Requirement
Reproduce all the data verbatim.
━━━ Records for the exercise
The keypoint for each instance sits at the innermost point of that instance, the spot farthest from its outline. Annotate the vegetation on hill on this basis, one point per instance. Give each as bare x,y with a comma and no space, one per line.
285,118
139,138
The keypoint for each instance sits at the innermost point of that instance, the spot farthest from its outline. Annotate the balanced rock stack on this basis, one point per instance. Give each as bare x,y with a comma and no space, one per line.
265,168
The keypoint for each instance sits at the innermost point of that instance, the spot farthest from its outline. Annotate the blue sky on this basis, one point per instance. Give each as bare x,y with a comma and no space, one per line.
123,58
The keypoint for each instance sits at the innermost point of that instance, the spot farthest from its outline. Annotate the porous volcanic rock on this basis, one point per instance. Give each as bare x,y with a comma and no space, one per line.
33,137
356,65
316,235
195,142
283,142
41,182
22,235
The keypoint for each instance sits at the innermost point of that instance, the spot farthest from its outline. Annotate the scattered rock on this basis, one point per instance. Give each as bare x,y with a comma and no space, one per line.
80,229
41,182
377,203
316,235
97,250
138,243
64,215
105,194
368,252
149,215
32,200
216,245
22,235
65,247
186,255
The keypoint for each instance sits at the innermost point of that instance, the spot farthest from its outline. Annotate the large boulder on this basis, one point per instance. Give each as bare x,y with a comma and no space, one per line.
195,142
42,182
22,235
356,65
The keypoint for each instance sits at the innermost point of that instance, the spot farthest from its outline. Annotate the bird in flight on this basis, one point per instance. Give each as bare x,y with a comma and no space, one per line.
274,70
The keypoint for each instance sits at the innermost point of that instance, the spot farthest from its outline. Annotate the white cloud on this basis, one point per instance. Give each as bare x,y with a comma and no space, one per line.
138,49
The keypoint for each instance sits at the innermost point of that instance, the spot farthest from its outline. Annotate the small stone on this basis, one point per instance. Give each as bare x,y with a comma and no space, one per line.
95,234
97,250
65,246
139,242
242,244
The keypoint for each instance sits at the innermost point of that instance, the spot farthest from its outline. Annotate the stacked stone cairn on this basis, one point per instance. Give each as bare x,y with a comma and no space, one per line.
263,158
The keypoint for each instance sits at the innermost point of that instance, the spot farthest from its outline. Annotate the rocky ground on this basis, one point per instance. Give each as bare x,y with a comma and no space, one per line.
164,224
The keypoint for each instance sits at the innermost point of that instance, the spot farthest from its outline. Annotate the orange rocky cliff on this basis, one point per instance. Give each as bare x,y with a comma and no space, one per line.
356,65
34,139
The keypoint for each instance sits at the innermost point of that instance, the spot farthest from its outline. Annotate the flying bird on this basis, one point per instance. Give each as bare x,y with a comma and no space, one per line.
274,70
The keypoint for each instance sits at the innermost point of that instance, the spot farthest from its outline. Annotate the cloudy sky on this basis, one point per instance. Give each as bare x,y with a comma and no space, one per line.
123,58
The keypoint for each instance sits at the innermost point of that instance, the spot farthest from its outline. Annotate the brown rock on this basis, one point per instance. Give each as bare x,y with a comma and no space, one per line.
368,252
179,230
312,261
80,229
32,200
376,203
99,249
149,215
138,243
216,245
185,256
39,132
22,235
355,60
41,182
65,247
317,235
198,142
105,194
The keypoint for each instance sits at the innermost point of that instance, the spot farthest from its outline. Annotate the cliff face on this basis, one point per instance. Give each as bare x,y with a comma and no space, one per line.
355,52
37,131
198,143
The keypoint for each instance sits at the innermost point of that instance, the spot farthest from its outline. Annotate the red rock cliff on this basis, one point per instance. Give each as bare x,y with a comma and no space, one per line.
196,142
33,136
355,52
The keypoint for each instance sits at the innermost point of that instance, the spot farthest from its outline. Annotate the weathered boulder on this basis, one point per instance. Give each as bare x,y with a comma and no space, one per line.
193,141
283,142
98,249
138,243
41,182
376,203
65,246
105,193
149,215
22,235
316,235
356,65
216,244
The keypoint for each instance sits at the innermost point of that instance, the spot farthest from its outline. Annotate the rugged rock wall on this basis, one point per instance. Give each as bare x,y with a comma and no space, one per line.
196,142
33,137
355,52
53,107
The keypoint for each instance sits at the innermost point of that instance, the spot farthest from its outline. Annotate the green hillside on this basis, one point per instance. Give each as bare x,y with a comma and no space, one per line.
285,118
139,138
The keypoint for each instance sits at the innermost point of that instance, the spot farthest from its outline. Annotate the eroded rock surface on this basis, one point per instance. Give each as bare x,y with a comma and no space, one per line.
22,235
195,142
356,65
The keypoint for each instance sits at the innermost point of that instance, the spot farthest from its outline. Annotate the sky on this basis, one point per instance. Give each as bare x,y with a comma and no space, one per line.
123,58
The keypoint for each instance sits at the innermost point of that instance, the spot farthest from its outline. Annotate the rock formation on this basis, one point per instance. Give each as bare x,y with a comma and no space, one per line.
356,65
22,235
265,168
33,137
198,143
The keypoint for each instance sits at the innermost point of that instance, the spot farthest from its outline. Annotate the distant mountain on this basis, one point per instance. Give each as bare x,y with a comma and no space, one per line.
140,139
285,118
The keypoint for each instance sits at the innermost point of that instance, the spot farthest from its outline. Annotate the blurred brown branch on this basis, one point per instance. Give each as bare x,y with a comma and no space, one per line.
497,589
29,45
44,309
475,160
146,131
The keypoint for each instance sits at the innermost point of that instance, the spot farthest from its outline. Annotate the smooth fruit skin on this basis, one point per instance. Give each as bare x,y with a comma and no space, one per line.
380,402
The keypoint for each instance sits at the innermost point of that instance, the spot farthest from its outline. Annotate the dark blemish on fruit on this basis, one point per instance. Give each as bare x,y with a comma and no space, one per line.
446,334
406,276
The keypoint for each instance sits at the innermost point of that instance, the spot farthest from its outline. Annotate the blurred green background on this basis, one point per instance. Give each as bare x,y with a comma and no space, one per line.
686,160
━━━━━━
Task result
The keypoint for each instance sits at the innermost point of that instance, the spot farthest from its outline. Annotate the vegetation on hill on this basis, one point per instance. Give each as bare x,y with a comma and no space, one per line.
285,118
139,138
The keypoint for each instance sits at the innermost point of that instance, the spot farthest from its outline. Annotate the balanced rock stack on this basis, one point per instance. Give each as bare x,y with a comma and no space, one per line.
265,168
The keypoint for each instance sits at the innermost point of that instance, the spot farthest from its outline. Annotate the blue sky on this basis, one point per instance. Give each as bare x,y with a comma and no space, one per line.
123,58
The keypoint for each instance sits at the innermost point of that instance, the spot farthest from its outline. Annotate the porous volcanic rock on this basis, one point per instance. Give each as bare x,y with a comma and no space, one per line.
33,137
356,65
316,235
195,142
283,142
41,182
22,235
The keypoint for each instance sits at the innermost point of that instance, the spot farthest from its outline. Annotate the scattered rock on this basis, one point per instance. Give each as bare x,y with a comma and no space, one per line.
80,229
41,182
377,203
316,235
97,250
138,243
64,215
105,194
368,252
149,215
32,200
216,245
22,235
65,247
186,255
The keypoint for each instance sits at the innermost point of that instance, the spot farthest from its outline. Annotate the large boulder on this basis, one point per instance. Give each as bare x,y with a comma and no space, one per line.
195,142
42,182
22,235
356,65
The keypoint for each instance sits at the innermost point of that instance, the spot farthest from its outline. Annotate the bird in flight on this basis, one point per instance. Give each as bare x,y with a comma and no space, one per line.
274,70
The keypoint for each instance sits at the innermost point of that instance, the spot farthest from its outline. Annotate the white cloud on this basis, one point per instance. Give each as bare x,y with a comma and no space, one per line.
138,49
The keypoint for each instance sits at the innermost point of that instance, the spot farthest from its outline. Annotate the small stone on this basis, one point per instance. Give each as bare x,y with a comma and no space, one per line.
95,234
97,250
65,246
139,242
242,244
The keypoint for each instance sits at the innermost point of that instance, the spot farthest from its outline. Annotate the stacked stone cairn on this basis, one point per instance. Give each as bare x,y with a comma and no space, one per line.
263,158
The keypoint for each instance sits at the innermost point of that instance, the spot farthest from its outline. Annotate the rocky ground on this basis, one point per instance. Give each as bare x,y with a comma and no space, one per line.
164,224
The keypoint for each instance sits at the innermost point of that instance, the spot farthest from its outline. Annotate the orange rocky cliff on this basis, one point per instance. Give each as bare x,y with a comma and no space, one per line.
356,65
34,139
The keypoint for each instance sits at the innermost point of that instance, the spot farthest from its outline. Annotate the flying bird on this basis, one point per instance. Give each as bare x,y with a comma and no space, one per line.
274,70
The keypoint for each instance sits at the innermost point of that instance, the spot farthest from its outline. Annotate the cloudy sky on this basis, one point per instance. Give each as bare x,y with a comma and no space, one per line.
123,58
The keypoint for each instance sits at the innermost point of that instance, the spot farthest from its outline. Annotate the brown rock on this basis, one point per instance. Give each as bare x,y with a comma and no space, one per line.
368,252
179,230
312,261
80,229
32,200
376,203
99,249
149,215
138,243
216,245
185,256
39,132
22,235
355,60
41,182
65,247
317,235
198,142
105,194
The keypoint for each instance sits at the innermost point of that instance, the spot farthest from its outline. Annotate the cliff face on this basis, one point per instance. Give each as bare x,y with a comma and no space, one per line.
355,52
37,131
198,143
The keypoint for each instance sits at the innermost point of that instance, the spot farthest from its outline. Annotate the red rock cliff on this basis, one point per instance. Give each as bare x,y with a comma and no space, one per line.
196,142
33,136
355,52
The keypoint for each instance sits at the innermost point of that instance, the spot farthest from its outline. Annotate the weathered boulder on this basis, one point per instance. Give each as bare x,y with a comma and no space, one per line.
193,141
283,142
98,249
138,243
41,182
376,203
65,246
105,193
149,215
22,235
316,235
356,65
216,244
The keypoint for each instance sits at the innermost point of that instance, the spot farthest from its outline. Annotate the rugged rock wall on this basis, one point per instance. Give each as bare x,y with a comma and no space, one per line.
196,142
33,137
355,52
53,107
The keypoint for each instance sits at the innermost point of that instance, the spot farthest from its outline. Annotate the green hillside on this basis, one point per instance. Give each as bare x,y with a comma and no space, one per line.
285,118
139,138
The keypoint for each instance sits at the innermost point of that instance, the spot farthest from its outline. Annotate the eroded rock surface on this basis, one point per instance. Give each as bare x,y with a comma and no space, one per line.
22,235
195,142
356,65
The keypoint for each instance sits at the innermost point of that instance, the spot farthest from its outline. Annotate the sky on this basis, one point per instance. Give each as bare x,y with a comma and no space, one per line.
123,58
The keypoint for each instance sits at the innermost point of that instance, the spot farthest from its outline. Annotate the rock formation on this basis, one point per instance. Give each as bare x,y with a comma and no space, one per line.
356,65
22,235
265,168
33,137
198,143
The keypoint for each instance sits at the innermost point of that instance, the spot farthest from its outline. Annotate the distant mountain on this basis, one point per instance. Give each as bare x,y with a comma and no space, one per line.
140,139
285,118
The keypoint for each instance sits at the innermost point of that instance, the spot farthest from its outline. Annotate the blurred brown branch on this basis, one point per instance. Give each as bare x,y with a comma and no space, one per line.
497,589
29,45
44,309
475,160
146,131
The keypoint for each instance sits at the innermost point of that instance, the spot farthest from its outline. Annotate the smooth fruit skin on this basis, one point per instance. Give each as bare x,y with a comma and no space, one per line.
380,402
The keypoint for each instance sits at the innermost point of that instance, the spot farthest from its outline. Annotate the dark blemish on fruit on this basis, one point per instance. Give each as bare x,y with a comma and no space, one per line.
446,334
406,276
The keypoint for each instance sits at the innermost point of that instance, the spot farthest from its outline. Annotate the blurred green background on this basis, one point per instance. Give each as bare x,y with a comma and no space, one per line.
686,160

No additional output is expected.